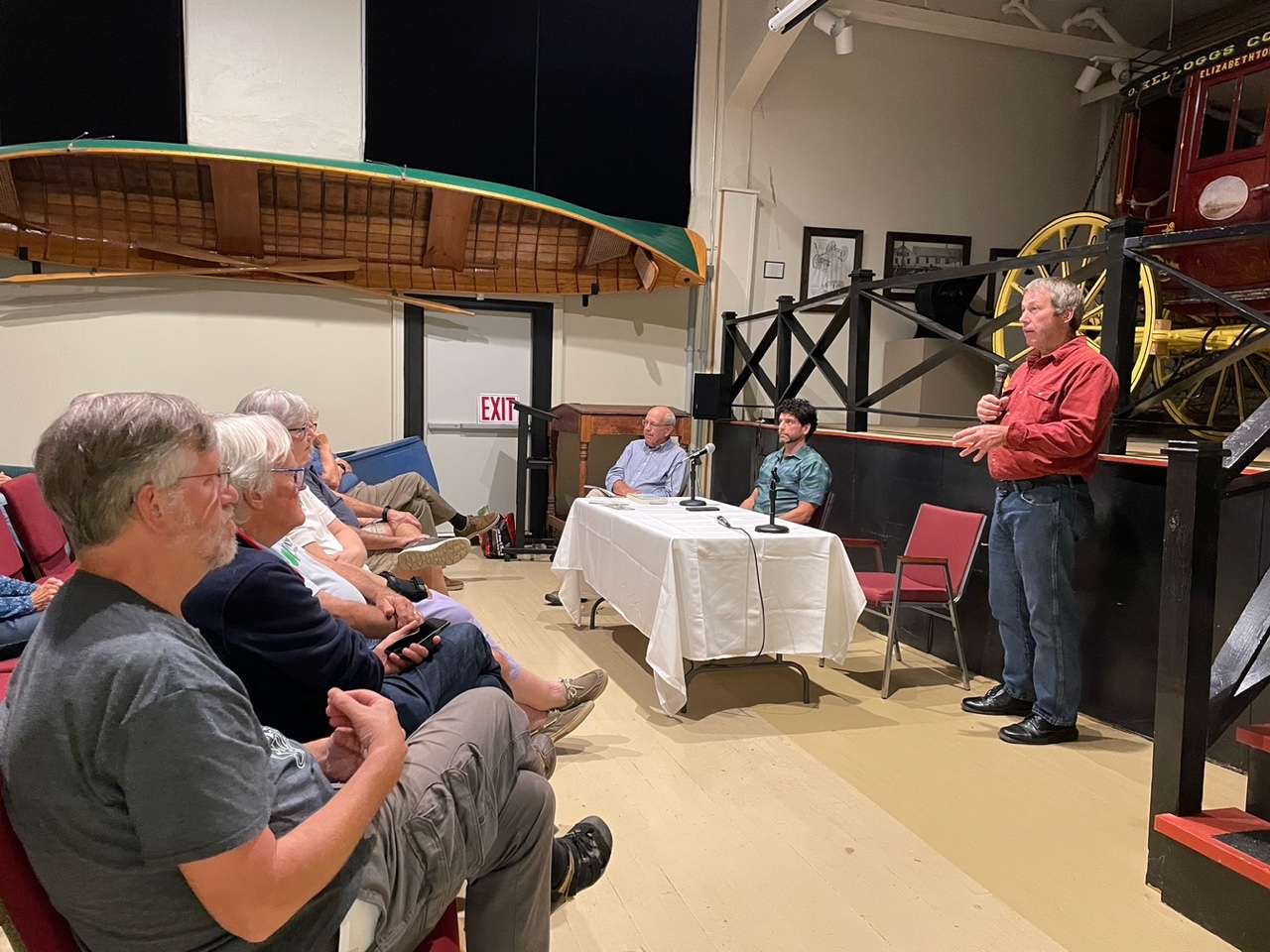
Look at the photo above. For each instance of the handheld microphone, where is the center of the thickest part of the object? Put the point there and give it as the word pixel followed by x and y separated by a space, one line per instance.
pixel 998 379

--

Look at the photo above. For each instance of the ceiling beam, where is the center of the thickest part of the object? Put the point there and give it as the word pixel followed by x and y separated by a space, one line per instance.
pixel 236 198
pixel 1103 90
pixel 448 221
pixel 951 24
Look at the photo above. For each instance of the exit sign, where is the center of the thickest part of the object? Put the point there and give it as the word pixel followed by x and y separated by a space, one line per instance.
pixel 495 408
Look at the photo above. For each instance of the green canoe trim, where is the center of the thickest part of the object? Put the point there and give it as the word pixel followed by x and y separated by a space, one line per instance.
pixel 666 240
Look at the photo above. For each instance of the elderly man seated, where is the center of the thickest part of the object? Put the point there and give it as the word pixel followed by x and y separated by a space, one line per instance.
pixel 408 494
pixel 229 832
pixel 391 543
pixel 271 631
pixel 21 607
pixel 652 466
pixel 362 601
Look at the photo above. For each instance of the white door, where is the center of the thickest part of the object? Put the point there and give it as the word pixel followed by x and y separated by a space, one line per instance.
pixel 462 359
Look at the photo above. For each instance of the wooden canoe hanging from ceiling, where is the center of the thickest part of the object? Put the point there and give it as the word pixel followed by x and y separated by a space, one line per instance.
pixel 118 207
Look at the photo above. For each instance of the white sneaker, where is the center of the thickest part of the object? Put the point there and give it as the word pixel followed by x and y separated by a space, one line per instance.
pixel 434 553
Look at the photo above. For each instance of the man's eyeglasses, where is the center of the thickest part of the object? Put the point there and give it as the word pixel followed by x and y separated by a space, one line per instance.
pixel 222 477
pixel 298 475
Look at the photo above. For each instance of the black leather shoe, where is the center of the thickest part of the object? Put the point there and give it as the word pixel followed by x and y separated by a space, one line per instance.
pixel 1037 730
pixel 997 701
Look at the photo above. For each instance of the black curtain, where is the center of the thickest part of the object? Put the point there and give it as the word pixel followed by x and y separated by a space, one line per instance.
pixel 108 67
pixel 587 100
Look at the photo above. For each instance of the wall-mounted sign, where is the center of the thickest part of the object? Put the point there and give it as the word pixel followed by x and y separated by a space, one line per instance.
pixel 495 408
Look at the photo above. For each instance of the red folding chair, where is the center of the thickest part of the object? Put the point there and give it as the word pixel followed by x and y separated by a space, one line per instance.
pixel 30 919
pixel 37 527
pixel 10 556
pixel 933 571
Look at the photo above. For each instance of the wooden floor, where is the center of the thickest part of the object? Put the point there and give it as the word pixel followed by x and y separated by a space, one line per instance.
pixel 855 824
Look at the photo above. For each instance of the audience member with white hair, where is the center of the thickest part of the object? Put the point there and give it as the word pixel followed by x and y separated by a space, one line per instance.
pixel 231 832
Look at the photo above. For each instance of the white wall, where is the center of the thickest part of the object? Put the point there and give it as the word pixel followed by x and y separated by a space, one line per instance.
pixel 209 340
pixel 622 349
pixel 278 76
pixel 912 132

--

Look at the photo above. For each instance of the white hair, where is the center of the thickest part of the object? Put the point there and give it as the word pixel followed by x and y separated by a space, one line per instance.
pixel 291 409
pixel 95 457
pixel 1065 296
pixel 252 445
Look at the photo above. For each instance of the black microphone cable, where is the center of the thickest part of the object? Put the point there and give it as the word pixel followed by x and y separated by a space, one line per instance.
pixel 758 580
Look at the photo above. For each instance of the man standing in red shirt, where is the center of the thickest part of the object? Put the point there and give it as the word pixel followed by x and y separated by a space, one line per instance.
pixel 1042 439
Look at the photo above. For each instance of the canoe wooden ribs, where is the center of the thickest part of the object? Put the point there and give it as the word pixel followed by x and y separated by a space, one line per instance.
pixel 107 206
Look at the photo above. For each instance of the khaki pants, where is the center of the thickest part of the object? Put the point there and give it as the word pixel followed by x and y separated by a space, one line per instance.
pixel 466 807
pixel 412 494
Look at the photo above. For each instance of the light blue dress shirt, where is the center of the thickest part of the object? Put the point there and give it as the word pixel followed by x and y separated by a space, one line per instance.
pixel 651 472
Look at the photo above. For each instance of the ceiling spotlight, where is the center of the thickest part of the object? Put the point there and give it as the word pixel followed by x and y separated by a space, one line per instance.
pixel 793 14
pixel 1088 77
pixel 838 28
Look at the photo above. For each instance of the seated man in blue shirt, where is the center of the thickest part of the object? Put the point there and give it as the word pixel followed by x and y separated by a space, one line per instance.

→ PROBLEM REQUIREMENTS:
Could you restate, word for word, the lines above from the one with "Look at the photo above. For each instance of the light" to the one with "Look at the photo above. For each instance of the seated", both included?

→ SOLUTION FOR THIS TASK:
Look at the photo above. For each instance of the light blue dress shirt, where is the center of the thickest part of the object? Put the point there and give it as the word pixel followed by x and y separated by a space, one line per instance.
pixel 651 472
Look at the photo above. For each instance of the ceiling spotlight, where is the center of the thickest part of the object? Put the point there and give it as the word pixel followed by x and y separated by a space, one line per instance.
pixel 793 14
pixel 1088 77
pixel 838 28
Look at the photo above. For each instance of the seated man in blue shirt, where is the center of the thickest part of the object? Put the point there and give it as the word pixel followed by x and y separated by a space, one line per instance.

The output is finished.